» **Consigne 1**
Recopiez fidèlement le passage de l'extrait allant de « Ancien maire de » à « dans le pays. ».
» **Consigne 2**
D'après l'extrait, où Jean-Claude Duvalier devait-il être enterré ?

» **Extrait**
□ □ □ □ □

Ancien maire de la capitale Port-au-Prince et opposant à Duvalier, Evans Paul, voyait lui aussi d’un très mauvais œil qu'on lui rende un hommage solennel: «Sur le plan moral, il n’a pas droit à des funérailles nationales. C’était un dictateur qui a causé beaucoup de tort au pays». «Mais si la loi veut qu'il ait des funérailles nationales, on doit le faire», a-t-il ajouté.

Embarras du gouvernement

«C'est un ancien président, il a droit à des funérailles nationales», a en revanche souligné le colonel à la retraite Abel Jérôme, un ancien dignitaire du régime Duvalier qui reste une figure influente dans le pays.

Mais le décès de l'ancien dictateur a laissé une partie de la population haïtienne dans une apparente indifférence. «Il semble que la vie était moins difficile économiquement quand il était au pouvoir», témoigne un habitant de Pétionville au chômage.

Dans une première réaction officielle, le 4 octobre 2014, le président Martelly s'était dit «attristé» par le décès de Jean-Claude Duvalier, adressant ses condoléances «à sa famille, à ses proches et à ses partisans à travers le pays». Son porte-parole, Lucien Jura, avait indiqué deux jours plus tard que des funérailles nationales devaient être organisées comme l'exige le protocole pour les anciens chefs d’Etat.

Mais, signe de l'embarras du gouvernement, proche du clan Duvalier, aucune autre déclaration officielle n'a été faite par la suite en ce sens. «Il n'y aura pas de cérémonie officielle», s'est contenté d'indiqué, le 9 octobre 2014, Reynold George, l'avocat de Duvalier. L'ancien dictateur haïtien devait être enterré le 11 octobre 2014 au cours d'une cérémonie familiale à l'école congréganiste Saint-Louis de Gonzague, à Port-au-Prince, fréquentée par Duvalier.

Coup dur pour la justice haïtienne
Le décès soudain de Duvalier fils, à l'âge de 63 ans, est un coup dur pour la justice haïtienne qui ne pourra jamais le juger, malgré les procédures qu'elle avait engagées contre lui. «Cette mort prive les Haïtiens de ce qui aurait pu être le plus important procès pour les droits de l'Homme de l'histoire du pays», a regretté l'organisation Human Rights Watch. 

Jean-Claude Duvalier salue ses partisans, 21 Janvier 2011, à Port-au Prince. (HECTOR RETAMAL / AFP )

□ □ □ □ □

» **Documents fournis**
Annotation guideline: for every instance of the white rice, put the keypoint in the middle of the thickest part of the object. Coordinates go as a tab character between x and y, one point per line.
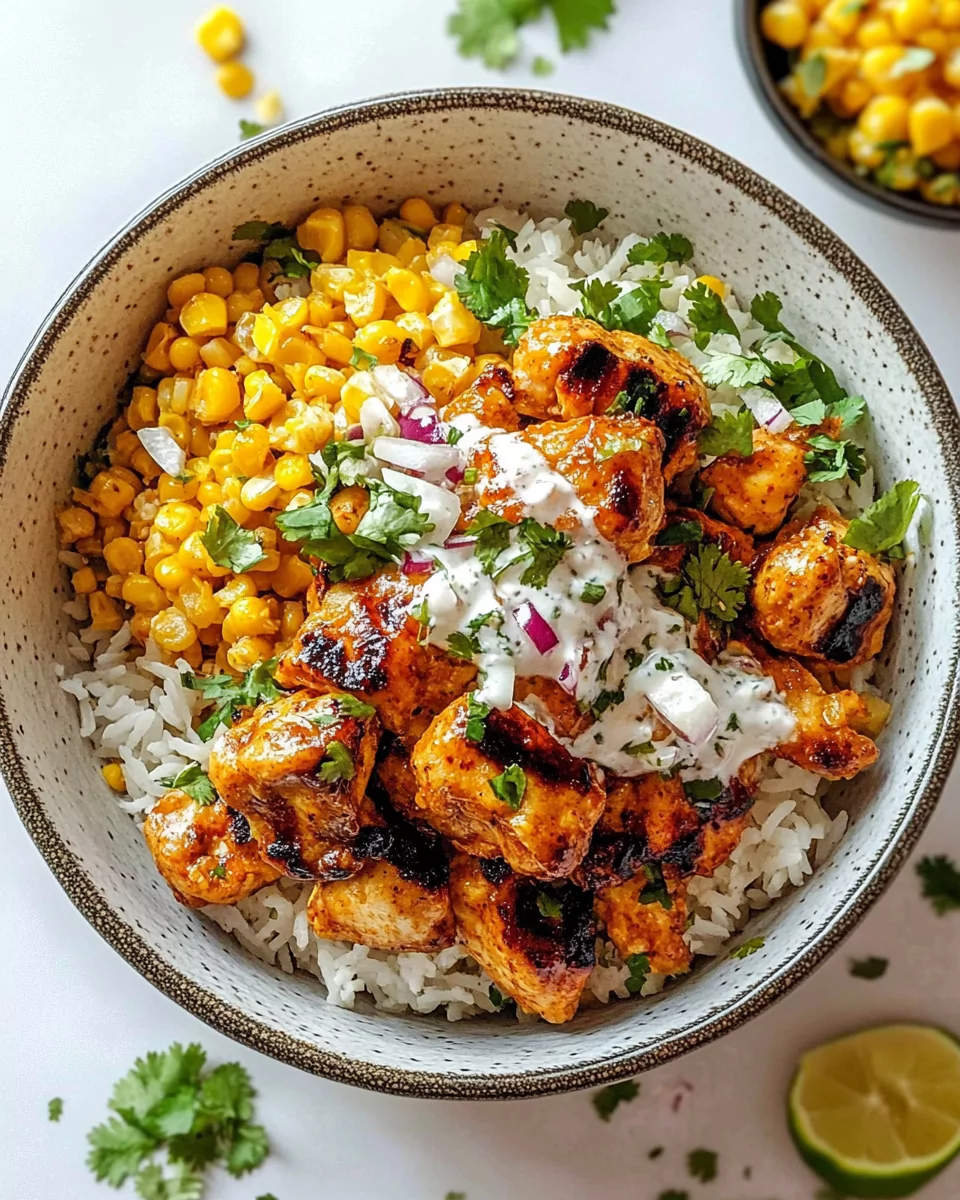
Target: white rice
135	708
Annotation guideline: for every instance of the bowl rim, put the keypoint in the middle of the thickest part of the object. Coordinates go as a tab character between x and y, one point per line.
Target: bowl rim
795	130
781	977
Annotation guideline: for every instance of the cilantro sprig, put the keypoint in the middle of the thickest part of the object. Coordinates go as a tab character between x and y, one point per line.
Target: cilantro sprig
231	695
171	1103
709	582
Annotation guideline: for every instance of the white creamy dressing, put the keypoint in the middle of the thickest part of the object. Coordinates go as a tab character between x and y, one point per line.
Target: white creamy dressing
628	645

□ □ □ □ □

» **Réponse 1**
Ancien maire de la capitale Port-au-Prince et opposant à Duvalier, Evans Paul, voyait lui aussi d’un très mauvais œil qu'on lui rende un hommage solennel: «Sur le plan moral, il n’a pas droit à des funérailles nationales. C’était un dictateur qui a causé beaucoup de tort au pays». «Mais si la loi veut qu'il ait des funérailles nationales, on doit le faire», a-t-il ajouté.

Embarras du gouvernement

«C'est un ancien président, il a droit à des funérailles nationales», a en revanche souligné le colonel à la retraite Abel Jérôme, un ancien dignitaire du régime Duvalier qui reste une figure influente dans le pays.

» **Réponse 2**
À l'école congréganiste Saint-Louis de Gonzague, à Port-au-Prince.